Work to be completed:
Lines with "above" in the entries below: count them and reply with the number alone.

[Collected data]
━━━━

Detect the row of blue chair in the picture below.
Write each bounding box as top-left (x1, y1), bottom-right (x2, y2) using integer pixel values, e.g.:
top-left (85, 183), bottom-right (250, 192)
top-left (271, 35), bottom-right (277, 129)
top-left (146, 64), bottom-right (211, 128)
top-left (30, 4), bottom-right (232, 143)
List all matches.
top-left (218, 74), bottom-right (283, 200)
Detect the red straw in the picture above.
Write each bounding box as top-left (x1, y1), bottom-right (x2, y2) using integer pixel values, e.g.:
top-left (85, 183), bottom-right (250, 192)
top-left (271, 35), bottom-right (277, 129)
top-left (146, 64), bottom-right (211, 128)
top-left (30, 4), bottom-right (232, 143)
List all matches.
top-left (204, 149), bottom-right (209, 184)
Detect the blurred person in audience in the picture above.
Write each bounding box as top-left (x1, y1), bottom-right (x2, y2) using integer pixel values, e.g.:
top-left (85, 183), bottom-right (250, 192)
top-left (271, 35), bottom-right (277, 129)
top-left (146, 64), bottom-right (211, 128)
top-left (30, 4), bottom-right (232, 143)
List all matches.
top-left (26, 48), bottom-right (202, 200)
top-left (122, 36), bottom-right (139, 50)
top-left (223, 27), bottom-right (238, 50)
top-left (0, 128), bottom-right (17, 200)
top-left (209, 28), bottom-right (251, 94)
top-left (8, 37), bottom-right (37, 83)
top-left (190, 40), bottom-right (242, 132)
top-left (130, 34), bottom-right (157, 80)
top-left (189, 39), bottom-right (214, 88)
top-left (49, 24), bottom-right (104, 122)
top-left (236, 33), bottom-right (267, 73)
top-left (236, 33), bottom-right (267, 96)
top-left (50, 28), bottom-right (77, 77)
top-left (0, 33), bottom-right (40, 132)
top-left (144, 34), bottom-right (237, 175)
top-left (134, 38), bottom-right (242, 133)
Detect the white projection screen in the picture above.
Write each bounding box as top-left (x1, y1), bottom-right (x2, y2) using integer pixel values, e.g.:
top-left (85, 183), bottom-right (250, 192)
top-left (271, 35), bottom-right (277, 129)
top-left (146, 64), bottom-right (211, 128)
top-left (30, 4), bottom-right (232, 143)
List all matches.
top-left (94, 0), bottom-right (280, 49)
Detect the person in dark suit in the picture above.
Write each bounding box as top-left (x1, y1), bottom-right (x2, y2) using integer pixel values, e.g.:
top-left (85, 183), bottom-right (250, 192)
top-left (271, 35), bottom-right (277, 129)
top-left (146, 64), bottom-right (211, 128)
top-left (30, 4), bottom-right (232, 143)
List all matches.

━━━━

Answer to this task:
4